[Opening Recorded information section]
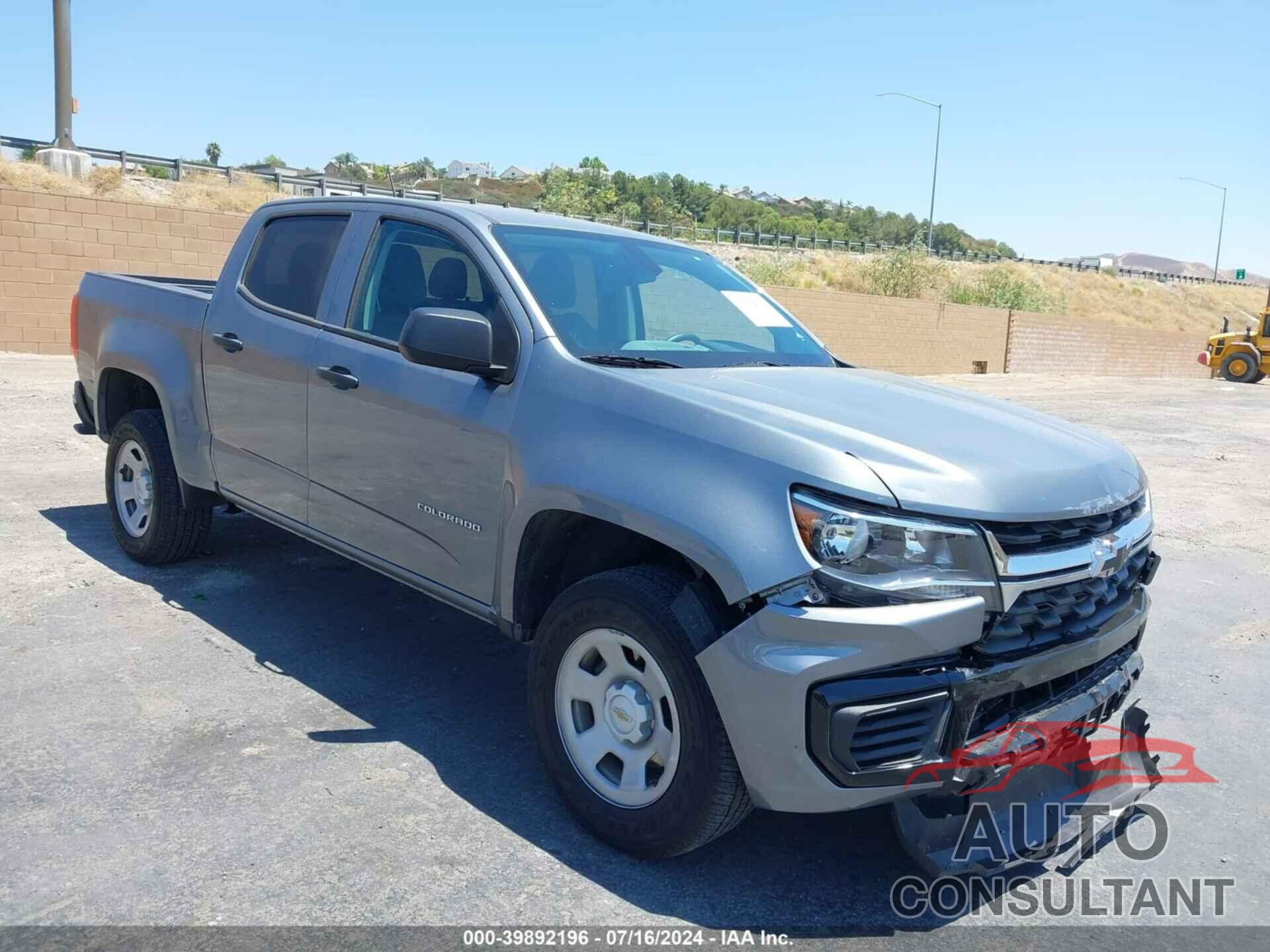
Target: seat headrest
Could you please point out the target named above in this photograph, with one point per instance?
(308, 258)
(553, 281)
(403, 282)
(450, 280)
[Closing Recorded information section]
Exercise objective: All of the data must be repeated exactly, except for the pictures.

Your response:
Target: seat headrest
Could you please point out the target named above in this photograph, with one point per instance?
(308, 258)
(553, 281)
(403, 282)
(450, 280)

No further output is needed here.